• EXERCISE DESCRIPTION
Print out each entry below exactly; do not carry over any image.

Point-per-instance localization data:
┄┄┄┄┄┄

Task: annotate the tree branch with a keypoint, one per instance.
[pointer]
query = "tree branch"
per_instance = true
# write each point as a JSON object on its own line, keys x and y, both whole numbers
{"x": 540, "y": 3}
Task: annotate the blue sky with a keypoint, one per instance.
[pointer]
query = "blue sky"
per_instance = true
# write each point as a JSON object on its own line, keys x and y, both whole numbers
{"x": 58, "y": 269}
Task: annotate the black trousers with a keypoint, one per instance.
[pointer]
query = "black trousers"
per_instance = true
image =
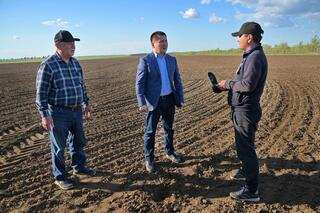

┄┄┄┄┄┄

• SOLUTION TO THIS TASK
Task: annotate the tree branch with a keypoint, one per instance.
[pointer]
query = "tree branch"
per_instance = true
# write each point as a JSON object on its own line, keys x and y, both whole numbers
{"x": 540, "y": 3}
Task: annotate the blue sky with a keypoint, one per instance.
[pointer]
query = "blue sky"
per_instance = true
# write each point as a JSON object on its own line, keys x and y, both whole numbers
{"x": 58, "y": 269}
Task: annotate the black trousers with a keypoint, one per instance.
[pointer]
query = "black trousers"
per_instance = true
image =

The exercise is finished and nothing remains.